▶ What is needed:
Gather each line of the rows below that contains the word "black" and copy those lines out.

▶ Material provided:

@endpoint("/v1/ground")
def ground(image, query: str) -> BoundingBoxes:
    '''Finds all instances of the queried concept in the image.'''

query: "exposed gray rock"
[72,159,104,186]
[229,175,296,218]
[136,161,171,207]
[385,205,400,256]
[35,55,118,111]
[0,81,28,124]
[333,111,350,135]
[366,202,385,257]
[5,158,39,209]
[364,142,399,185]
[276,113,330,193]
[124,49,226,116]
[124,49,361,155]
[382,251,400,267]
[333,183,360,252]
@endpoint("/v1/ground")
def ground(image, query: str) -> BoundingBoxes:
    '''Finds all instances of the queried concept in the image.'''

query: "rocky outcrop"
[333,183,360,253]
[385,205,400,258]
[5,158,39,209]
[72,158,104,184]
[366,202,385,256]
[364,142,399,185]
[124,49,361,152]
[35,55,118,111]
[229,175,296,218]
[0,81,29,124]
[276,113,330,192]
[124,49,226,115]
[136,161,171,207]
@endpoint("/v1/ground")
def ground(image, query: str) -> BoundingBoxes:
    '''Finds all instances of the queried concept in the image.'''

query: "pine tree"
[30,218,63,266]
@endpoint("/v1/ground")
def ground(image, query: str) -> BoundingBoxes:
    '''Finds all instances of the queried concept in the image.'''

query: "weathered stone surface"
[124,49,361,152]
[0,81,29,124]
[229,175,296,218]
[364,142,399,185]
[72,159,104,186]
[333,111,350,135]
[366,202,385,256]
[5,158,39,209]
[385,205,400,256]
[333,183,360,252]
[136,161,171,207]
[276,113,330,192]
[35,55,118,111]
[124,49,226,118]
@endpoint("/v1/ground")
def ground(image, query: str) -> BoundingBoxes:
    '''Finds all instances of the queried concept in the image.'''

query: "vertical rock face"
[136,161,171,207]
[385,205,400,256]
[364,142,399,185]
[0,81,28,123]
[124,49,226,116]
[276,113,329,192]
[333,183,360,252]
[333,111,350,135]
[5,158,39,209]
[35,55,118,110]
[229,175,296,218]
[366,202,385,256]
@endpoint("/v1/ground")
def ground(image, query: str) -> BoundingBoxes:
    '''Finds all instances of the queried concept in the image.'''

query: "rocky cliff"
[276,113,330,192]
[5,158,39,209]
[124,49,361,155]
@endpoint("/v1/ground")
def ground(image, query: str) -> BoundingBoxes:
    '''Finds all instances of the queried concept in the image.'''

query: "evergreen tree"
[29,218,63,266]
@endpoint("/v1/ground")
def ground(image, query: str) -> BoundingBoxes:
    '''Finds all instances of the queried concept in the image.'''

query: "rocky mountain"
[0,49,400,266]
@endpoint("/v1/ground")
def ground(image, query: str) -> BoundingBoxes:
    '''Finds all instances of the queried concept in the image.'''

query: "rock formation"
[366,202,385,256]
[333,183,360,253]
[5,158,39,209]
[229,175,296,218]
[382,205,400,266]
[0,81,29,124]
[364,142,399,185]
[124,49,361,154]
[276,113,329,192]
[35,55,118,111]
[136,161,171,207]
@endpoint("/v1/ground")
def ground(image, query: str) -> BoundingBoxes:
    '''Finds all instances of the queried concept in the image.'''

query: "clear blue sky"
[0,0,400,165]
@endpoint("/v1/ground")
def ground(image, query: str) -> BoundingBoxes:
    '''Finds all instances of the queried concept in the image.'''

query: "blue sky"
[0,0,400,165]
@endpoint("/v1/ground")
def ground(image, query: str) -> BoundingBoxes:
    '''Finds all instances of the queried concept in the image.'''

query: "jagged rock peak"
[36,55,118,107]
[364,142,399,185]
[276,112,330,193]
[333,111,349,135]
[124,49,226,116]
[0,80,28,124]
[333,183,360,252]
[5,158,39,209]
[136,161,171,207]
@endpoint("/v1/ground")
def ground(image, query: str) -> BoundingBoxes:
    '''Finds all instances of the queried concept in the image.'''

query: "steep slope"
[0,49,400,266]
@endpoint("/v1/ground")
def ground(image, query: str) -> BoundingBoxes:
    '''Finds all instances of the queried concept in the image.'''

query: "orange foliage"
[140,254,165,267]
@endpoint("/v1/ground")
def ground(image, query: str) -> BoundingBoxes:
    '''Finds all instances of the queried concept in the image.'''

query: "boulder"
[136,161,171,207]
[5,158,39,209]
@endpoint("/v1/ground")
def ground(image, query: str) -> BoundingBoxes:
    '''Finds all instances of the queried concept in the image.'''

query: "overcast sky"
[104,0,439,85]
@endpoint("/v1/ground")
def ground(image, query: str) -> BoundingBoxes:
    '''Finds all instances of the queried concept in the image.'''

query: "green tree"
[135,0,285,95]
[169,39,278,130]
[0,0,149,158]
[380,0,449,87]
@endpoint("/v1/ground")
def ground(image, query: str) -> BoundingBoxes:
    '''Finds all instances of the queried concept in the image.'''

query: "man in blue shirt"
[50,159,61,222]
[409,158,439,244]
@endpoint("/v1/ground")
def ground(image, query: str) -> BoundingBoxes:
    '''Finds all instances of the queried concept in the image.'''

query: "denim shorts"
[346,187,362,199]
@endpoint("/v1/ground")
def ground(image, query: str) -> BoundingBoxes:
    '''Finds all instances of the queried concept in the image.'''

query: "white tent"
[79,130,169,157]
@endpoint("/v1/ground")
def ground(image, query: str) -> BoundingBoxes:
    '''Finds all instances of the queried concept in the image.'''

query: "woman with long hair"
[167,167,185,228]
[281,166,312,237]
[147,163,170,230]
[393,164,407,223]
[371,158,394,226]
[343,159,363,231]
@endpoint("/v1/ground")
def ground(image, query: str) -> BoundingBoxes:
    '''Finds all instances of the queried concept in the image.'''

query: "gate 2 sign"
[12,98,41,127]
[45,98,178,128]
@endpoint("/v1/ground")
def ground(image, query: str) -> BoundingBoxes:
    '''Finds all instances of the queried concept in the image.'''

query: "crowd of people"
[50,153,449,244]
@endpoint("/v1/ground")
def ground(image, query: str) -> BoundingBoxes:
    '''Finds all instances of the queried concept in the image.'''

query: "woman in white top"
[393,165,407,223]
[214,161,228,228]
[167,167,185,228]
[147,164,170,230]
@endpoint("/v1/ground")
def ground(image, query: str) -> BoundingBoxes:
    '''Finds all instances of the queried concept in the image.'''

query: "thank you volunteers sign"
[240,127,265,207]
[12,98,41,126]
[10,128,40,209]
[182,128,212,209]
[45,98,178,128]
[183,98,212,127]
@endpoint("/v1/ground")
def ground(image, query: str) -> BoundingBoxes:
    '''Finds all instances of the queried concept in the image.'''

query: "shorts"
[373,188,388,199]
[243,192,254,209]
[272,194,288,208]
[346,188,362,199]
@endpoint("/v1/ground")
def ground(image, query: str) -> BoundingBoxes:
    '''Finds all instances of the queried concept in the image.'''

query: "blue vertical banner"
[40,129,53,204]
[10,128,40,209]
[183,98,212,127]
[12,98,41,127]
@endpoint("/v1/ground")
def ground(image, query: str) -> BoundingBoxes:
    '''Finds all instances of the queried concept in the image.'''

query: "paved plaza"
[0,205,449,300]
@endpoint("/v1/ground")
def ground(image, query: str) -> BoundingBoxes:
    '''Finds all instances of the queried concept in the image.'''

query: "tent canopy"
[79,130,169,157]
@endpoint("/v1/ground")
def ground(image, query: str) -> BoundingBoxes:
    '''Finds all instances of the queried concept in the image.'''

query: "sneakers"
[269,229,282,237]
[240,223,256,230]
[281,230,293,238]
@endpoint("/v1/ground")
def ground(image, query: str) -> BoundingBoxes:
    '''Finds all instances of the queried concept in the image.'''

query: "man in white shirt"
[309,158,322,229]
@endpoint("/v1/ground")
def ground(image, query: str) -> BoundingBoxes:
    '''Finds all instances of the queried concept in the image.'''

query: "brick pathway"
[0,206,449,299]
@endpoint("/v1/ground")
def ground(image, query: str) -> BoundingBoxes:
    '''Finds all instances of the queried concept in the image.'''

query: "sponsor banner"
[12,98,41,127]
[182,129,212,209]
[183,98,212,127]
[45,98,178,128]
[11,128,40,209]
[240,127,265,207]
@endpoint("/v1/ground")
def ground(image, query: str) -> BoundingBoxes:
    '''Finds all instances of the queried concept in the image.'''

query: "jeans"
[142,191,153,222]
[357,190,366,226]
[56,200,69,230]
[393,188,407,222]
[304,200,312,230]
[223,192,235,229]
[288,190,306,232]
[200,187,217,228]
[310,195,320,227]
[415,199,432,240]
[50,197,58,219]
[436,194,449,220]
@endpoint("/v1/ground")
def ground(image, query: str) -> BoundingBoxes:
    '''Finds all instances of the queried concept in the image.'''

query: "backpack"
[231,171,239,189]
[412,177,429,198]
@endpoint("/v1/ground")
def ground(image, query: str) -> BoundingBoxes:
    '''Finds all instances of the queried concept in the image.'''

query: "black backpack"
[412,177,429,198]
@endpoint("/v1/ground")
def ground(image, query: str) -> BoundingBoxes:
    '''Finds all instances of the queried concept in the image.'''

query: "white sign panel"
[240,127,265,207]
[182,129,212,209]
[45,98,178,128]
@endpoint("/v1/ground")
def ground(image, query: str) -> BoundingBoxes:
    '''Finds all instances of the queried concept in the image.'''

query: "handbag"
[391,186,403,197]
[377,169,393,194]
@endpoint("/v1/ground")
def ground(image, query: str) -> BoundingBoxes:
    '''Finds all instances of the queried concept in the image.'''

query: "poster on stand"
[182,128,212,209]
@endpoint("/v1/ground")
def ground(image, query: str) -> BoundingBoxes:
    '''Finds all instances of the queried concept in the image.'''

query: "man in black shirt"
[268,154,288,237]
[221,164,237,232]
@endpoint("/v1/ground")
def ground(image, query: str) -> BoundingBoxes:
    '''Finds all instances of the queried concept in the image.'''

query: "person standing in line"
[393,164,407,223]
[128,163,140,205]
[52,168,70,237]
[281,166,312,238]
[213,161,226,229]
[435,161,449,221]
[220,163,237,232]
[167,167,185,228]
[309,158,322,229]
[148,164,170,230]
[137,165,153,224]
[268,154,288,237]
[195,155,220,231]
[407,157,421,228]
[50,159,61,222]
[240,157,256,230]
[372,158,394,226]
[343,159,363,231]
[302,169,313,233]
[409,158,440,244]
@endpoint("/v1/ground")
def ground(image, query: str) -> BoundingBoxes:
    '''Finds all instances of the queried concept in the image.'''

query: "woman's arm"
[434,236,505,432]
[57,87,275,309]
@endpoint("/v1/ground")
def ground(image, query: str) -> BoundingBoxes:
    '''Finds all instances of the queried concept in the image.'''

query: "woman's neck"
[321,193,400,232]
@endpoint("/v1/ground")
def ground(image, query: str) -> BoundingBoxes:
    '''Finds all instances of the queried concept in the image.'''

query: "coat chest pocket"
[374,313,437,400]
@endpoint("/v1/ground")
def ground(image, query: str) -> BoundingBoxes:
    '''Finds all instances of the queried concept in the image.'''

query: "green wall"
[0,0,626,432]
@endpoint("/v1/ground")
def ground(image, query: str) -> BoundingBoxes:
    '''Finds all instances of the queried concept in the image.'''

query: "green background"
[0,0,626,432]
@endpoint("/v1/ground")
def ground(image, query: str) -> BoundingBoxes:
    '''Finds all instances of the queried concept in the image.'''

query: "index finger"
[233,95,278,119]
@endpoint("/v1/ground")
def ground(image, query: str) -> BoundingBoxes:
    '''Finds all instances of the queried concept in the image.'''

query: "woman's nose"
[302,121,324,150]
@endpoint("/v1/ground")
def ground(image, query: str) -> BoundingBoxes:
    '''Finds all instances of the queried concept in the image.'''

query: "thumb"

▶ Final result:
query: "black backpack"
query: "man in black shirt"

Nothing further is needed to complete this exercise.